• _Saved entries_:
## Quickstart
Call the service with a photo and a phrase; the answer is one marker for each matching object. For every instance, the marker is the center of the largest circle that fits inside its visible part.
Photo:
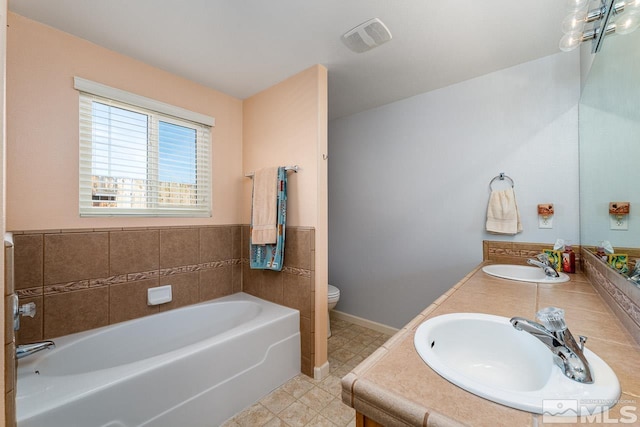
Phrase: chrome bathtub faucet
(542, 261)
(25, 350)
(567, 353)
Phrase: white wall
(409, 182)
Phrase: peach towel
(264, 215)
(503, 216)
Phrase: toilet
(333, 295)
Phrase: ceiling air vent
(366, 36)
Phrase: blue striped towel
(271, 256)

* * *

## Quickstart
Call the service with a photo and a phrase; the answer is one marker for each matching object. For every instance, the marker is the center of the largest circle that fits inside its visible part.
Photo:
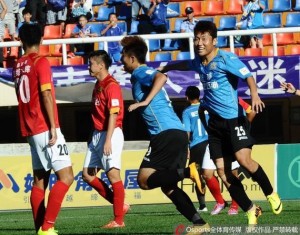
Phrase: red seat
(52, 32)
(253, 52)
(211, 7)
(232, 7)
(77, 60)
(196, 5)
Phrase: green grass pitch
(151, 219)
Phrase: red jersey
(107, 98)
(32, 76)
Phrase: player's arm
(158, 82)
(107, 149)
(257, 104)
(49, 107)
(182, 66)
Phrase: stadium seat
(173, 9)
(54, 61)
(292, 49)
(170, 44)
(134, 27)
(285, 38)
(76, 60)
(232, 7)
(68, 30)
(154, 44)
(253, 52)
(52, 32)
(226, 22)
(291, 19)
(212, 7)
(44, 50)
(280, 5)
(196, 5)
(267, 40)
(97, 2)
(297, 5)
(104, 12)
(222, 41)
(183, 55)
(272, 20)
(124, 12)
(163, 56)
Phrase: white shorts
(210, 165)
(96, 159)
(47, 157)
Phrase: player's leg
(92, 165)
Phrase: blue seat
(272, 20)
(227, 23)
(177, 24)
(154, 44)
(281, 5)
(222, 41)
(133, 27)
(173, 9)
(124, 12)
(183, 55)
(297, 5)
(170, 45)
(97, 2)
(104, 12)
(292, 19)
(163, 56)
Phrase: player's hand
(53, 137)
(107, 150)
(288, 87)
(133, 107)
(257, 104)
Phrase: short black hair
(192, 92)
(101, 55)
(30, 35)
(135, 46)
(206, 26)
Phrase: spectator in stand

• _Your instructions_: The range runs from the line above containing "Phrase: player's leg" to the line containing "Phrase: spectator in stand", inclusive. Restate those lines word for word and no others.

• _Exercise output_:
Phrase: player's leg
(92, 165)
Phrase: blue seat
(272, 20)
(227, 23)
(177, 24)
(154, 44)
(281, 5)
(222, 41)
(133, 27)
(173, 9)
(124, 12)
(183, 55)
(297, 5)
(170, 45)
(97, 2)
(104, 12)
(292, 19)
(163, 56)
Phrase: player's hand
(53, 137)
(107, 150)
(288, 87)
(133, 107)
(257, 104)
Phrase: short black hair
(192, 92)
(101, 55)
(30, 35)
(135, 46)
(206, 26)
Phrase: spectator in stand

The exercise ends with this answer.